> **Что требуется сделать**:
(a) Перечислите все города, упомянутые в письме Ф. Достоевского.
(b) Какого числа, согласно письму Ф. Достоевского, он отправил письмо из Эмса?
(c) Напишите продолжение письма Ф. Достоевского, начиная после строки «Вторник.».

> **Фрагмент текста**:
3 Июня. Клеймо С.-Петербургского почтамта от 4-го Июня. Но как же это Берлинское мое письмо не дошло? Если даже оно в Среду пошло из Берлина, а не во вторник (как я положил) то в Субботу уже должно было быть у тебя. И вот теперь уже я беспокоюсь: это ужас: и Эмское мое письмо должно было уже ко Вторнику дойти к тебе: я его послал к тебе 29 Мая отсюда (по нашему стилю).
Пишешь, что у тебя расстроены нервы, жалею тебя очень, ради бога развлекайся, гуляй, ходи в театр. Не подражай мне в скучании.
Спасибо (зачеркнуто одно слово) за несколько строчек. Спаси бог тебя и детей.
Твой весь
Ф. Достоевский.
А в почтамте поговори. Я сохраню конверт.
Эмс, 10/22 Июня/75
Вторник.

> **Представленные сведения**:
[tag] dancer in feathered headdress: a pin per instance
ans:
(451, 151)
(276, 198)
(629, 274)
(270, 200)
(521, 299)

> **Письменные ответы**:
(a) С.-Петербург, Берлин, Эмс.

(b) 29 мая (по нашему стилю).

(c)
Письмецо твое, дорогая моя Анечка, [получил] получил я в Воскресенье, т.е. то которое ты писала во Вторник от 3-го Июня, и пометила, что в 7 часов утра. И однако оно в тот же день из Старой Руссы не пошло, потому что на конверте печать Старо-Русская от 4-го Июня, и это именно потому что в почтамте у вас нарочно задержали письмо на сутки для того, чтоб от 3-го успеть отправить прежнее письмо (от 28 мая), [пролежав] провалявшееся в почтамте 5 дней. Еслиб они послали оба письма разом, то тогда явно бы изобличалась их небрежность. Пожалуста побранись с ними хорошенько, Аня чтоб они не делали глупостей. Очень меня беспокоит то, что ты пишешь о своих нервах и о своей раздражительности. К чему же это приведет? Я здесь от всего беспокоюсь потому что сам раздражаюсь ужасно. Ради бога, голубчик, не смотри мрачно, есть в тысячу нашего хуже, а нам еще и радоваться можно, хоть бы на деток. Мне так приятно было прочесть то, что ты об них пишешь. Но все забочусь, и день и ночь об них думаю и обо всех вас: все хорошо, а вдруг случай какой нибудь. Случайного я пуще всего боюсь.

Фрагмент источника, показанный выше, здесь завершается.